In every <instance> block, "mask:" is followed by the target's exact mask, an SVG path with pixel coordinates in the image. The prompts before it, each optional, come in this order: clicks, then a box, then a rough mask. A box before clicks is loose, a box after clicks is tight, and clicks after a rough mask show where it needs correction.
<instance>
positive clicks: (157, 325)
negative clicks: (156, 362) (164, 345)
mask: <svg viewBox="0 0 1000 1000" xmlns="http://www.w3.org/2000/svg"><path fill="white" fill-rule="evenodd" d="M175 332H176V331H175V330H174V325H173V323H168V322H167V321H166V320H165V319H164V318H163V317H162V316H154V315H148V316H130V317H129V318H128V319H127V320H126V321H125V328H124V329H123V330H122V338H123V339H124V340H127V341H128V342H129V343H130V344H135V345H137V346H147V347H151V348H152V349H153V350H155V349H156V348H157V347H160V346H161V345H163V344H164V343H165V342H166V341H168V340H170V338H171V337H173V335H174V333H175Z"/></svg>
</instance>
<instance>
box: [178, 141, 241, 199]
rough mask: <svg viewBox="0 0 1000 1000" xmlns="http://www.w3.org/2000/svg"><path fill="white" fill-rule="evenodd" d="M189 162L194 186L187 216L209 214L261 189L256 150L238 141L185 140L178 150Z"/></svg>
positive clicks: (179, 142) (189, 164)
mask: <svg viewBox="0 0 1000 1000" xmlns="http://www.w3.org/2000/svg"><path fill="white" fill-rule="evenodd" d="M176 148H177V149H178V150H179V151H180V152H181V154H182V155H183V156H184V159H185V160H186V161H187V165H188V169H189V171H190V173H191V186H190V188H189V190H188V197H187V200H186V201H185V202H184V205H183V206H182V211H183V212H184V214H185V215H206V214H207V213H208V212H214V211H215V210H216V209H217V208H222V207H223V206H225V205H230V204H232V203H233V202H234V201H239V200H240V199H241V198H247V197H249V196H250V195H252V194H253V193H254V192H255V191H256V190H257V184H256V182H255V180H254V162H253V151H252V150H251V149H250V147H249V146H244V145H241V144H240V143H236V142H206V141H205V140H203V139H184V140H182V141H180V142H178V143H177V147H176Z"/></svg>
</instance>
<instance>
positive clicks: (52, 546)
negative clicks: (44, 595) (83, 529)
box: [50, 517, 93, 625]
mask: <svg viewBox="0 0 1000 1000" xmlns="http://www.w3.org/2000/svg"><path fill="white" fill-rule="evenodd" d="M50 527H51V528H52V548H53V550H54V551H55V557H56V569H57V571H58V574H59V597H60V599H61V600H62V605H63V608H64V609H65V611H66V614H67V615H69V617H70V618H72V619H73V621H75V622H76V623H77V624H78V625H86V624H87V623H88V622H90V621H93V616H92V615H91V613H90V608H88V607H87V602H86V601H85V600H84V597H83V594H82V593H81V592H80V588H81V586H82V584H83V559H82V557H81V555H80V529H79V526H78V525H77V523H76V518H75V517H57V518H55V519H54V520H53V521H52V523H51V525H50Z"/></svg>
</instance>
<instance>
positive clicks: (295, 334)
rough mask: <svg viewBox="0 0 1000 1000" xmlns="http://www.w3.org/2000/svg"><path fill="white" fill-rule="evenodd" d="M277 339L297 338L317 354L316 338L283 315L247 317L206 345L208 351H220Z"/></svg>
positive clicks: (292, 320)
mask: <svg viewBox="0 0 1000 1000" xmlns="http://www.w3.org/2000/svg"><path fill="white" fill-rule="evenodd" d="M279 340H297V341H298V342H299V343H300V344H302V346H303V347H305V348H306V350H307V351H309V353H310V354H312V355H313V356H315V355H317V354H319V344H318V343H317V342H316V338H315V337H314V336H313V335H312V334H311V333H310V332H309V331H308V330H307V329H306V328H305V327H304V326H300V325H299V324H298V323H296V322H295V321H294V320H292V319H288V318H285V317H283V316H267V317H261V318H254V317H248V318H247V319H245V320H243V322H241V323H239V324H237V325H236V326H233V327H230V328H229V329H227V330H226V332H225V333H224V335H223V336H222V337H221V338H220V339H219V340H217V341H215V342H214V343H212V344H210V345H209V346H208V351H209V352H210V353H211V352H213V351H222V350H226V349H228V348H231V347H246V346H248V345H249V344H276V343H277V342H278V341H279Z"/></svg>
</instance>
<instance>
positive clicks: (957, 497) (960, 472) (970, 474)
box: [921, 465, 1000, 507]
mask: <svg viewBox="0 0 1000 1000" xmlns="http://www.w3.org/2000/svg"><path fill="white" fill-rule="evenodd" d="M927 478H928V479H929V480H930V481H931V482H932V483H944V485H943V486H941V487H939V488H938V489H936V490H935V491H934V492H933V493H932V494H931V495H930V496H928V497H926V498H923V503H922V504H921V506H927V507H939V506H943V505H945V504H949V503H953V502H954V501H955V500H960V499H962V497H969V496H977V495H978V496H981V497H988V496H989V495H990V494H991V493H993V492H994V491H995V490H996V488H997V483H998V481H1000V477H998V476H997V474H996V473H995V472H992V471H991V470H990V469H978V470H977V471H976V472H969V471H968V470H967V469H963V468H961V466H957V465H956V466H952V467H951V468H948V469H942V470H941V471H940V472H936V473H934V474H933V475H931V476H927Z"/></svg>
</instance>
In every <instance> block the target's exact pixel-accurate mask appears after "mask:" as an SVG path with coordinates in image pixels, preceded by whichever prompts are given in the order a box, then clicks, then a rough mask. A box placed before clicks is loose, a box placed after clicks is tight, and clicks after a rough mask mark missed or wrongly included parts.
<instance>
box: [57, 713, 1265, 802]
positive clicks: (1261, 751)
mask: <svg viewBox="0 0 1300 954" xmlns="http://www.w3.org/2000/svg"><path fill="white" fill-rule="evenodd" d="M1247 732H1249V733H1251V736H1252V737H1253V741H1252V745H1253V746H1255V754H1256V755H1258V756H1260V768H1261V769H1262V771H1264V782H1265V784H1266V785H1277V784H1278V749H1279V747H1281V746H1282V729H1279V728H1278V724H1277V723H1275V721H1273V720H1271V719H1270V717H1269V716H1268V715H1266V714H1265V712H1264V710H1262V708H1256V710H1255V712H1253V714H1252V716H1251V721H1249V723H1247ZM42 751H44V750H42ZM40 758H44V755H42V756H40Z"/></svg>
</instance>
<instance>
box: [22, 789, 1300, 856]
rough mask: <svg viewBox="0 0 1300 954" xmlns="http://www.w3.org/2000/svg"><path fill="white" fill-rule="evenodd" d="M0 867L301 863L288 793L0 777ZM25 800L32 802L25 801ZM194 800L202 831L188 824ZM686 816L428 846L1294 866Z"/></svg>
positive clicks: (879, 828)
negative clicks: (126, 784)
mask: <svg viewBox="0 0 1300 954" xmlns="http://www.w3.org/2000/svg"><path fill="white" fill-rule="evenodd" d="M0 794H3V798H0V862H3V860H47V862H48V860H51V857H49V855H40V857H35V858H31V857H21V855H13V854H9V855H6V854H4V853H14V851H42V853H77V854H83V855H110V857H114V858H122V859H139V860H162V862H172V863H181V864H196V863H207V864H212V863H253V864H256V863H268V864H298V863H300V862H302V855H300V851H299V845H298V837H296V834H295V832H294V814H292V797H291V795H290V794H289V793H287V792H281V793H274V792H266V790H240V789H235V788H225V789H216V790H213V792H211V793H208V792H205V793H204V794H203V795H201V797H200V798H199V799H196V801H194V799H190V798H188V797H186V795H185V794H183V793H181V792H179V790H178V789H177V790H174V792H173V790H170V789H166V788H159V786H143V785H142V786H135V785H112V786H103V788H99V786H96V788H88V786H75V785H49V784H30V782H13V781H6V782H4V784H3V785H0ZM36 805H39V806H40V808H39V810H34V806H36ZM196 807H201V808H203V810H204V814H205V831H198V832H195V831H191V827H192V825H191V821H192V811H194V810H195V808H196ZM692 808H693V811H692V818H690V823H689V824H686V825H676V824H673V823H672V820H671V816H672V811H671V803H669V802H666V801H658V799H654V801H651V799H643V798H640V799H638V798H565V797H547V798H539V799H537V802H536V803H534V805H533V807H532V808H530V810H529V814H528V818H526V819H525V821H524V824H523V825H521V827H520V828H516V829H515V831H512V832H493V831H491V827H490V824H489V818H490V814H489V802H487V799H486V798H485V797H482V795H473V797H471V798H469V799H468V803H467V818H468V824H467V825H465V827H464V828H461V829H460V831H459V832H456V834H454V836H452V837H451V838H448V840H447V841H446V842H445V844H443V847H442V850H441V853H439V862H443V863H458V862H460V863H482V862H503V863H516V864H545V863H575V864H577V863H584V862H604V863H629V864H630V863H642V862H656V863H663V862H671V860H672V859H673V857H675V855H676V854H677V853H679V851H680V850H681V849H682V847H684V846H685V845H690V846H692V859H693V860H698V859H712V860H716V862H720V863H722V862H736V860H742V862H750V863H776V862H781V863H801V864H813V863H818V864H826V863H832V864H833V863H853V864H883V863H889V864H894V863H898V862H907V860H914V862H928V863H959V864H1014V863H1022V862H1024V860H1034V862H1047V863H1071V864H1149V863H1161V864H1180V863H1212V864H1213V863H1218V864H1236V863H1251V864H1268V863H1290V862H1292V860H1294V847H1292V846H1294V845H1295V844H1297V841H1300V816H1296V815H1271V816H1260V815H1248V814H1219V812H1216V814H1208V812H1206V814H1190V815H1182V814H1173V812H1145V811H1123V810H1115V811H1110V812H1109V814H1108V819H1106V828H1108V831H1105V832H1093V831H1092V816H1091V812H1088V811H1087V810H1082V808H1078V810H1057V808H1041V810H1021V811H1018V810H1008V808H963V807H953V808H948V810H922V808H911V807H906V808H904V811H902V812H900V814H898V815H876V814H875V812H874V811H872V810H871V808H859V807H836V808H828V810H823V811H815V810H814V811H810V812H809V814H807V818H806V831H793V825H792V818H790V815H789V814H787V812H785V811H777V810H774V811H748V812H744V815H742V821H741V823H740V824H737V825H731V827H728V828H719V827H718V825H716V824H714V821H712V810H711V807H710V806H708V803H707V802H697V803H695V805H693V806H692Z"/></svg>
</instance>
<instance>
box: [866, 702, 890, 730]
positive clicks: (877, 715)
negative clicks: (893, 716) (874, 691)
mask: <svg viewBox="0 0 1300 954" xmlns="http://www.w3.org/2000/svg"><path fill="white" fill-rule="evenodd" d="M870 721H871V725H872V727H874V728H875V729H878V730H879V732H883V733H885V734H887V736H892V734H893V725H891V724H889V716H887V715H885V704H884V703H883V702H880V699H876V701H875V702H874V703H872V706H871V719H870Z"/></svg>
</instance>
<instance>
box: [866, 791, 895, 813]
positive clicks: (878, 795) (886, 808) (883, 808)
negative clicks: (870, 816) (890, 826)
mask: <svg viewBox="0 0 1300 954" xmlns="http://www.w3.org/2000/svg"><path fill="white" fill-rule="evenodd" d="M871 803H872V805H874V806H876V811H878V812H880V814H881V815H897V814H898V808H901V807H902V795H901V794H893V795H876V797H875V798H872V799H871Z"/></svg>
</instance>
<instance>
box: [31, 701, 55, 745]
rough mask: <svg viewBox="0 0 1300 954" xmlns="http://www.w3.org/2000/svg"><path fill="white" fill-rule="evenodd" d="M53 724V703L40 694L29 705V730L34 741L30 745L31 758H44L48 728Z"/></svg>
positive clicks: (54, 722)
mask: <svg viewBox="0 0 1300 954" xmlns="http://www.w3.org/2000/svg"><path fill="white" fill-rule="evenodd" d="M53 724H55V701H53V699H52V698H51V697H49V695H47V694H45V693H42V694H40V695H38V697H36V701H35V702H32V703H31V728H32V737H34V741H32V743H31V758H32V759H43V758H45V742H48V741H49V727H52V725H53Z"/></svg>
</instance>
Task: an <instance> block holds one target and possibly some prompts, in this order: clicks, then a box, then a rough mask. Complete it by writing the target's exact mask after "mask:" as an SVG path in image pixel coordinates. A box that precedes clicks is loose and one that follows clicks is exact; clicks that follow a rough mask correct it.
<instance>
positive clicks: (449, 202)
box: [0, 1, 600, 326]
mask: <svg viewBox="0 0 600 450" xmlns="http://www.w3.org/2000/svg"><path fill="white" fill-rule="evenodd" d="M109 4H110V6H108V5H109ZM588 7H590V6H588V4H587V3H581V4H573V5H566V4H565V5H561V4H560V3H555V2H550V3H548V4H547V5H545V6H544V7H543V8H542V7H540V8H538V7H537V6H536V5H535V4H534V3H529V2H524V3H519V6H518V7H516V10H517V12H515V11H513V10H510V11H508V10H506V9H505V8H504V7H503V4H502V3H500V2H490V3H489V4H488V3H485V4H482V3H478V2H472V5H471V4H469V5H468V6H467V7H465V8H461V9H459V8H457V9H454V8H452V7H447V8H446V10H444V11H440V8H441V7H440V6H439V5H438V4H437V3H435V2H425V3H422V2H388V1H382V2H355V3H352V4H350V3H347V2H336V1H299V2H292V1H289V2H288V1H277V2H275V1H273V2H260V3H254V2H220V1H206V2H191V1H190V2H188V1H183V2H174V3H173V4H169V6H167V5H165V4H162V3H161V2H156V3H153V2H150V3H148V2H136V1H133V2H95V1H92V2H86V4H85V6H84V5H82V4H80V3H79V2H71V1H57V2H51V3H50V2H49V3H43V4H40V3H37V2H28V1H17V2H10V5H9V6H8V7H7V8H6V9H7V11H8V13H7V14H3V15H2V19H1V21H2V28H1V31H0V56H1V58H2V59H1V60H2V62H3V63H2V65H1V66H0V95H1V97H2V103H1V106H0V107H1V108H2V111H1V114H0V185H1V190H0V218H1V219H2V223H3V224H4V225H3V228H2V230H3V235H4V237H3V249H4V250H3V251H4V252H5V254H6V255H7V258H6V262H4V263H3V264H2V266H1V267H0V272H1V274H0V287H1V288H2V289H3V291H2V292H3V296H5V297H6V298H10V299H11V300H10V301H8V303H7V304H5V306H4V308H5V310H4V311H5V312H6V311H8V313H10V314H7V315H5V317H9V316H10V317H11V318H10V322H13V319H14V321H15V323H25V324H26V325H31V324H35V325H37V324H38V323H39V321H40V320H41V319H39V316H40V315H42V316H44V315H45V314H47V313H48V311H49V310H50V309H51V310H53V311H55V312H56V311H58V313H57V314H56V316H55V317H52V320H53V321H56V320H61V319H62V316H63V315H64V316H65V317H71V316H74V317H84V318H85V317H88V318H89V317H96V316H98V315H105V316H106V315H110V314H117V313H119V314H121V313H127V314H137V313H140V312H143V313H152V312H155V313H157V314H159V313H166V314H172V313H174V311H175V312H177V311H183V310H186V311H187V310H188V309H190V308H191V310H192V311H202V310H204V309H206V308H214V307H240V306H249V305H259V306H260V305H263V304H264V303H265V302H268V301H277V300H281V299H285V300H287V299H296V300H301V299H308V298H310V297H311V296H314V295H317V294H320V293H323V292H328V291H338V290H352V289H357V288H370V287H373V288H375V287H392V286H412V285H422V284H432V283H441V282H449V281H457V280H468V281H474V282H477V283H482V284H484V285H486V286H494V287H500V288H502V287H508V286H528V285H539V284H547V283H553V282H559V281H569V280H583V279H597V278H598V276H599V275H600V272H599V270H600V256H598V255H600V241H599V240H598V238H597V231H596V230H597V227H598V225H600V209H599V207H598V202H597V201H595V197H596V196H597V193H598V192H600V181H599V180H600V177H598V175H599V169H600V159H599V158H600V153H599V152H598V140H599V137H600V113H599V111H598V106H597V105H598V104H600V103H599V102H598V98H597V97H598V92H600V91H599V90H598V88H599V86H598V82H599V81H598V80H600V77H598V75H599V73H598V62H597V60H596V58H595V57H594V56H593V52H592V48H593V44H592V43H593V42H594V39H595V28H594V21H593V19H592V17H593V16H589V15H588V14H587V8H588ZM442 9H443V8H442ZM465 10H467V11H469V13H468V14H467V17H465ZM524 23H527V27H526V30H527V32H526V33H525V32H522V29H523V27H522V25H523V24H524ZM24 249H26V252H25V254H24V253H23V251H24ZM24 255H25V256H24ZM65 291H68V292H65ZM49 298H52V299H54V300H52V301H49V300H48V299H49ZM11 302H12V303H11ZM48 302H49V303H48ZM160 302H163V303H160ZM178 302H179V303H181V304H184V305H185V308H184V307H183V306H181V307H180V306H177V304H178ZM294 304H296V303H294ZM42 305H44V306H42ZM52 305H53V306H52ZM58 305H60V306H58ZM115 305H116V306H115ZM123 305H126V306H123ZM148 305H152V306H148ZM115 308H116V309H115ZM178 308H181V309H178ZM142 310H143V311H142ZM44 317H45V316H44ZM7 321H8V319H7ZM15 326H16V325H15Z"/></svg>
★ ★ ★ ★ ★
▶ **TASK ITEM**: Each line in the listing where the word "with" is found is to be copied.

▶ **WORKED SOLUTION**:
In every <instance> block, "mask:" is followed by the target's exact mask, an SVG path with pixel coordinates in the image. The prompts before it, each optional, come in this order: clicks, then a box, then a rough mask. A box before clicks is loose, a box after clicks is tight, and clicks after a rough mask show where it needs correction.
In every <instance> block the target's exact pixel-accurate mask appears after "mask:" as an SVG path with coordinates in image pixels, preceded by whichever prompts are given in the order a box, then clicks, then a rough mask. A box placed before clicks is loose, a box placed after clicks is tight, and clicks after a rough mask mark missed or wrongly included parts.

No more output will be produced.